» GIVEN RECORDS

......

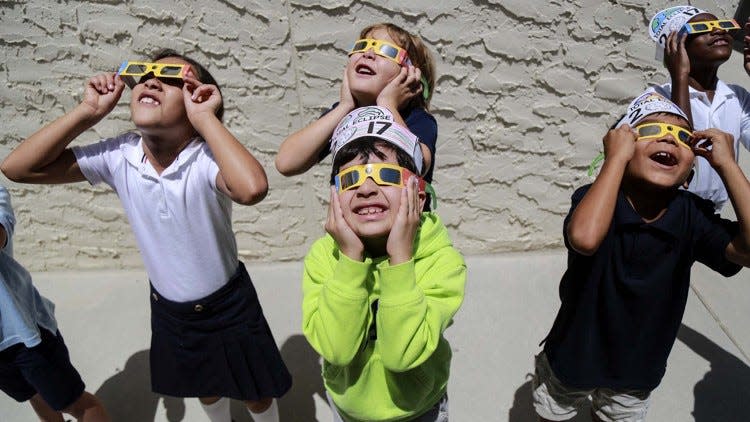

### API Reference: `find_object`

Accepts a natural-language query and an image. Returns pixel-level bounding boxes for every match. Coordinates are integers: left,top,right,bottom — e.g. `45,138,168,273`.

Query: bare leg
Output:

......

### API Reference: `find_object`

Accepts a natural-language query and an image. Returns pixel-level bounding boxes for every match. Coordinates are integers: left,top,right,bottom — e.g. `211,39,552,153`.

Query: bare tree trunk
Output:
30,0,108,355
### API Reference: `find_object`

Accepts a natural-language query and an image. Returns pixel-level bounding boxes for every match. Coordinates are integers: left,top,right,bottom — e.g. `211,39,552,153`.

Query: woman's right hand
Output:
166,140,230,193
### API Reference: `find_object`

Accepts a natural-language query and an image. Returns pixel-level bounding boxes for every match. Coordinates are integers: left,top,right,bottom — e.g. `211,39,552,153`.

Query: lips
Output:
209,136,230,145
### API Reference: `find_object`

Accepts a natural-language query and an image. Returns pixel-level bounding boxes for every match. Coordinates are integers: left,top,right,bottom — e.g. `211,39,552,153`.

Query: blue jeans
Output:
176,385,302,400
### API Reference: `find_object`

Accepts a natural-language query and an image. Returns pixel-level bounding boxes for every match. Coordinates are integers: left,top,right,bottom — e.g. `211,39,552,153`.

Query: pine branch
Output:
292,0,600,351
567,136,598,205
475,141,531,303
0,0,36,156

......

Write only the number of lines above that contain "bare".

» SOLUTION TO THIS TASK
2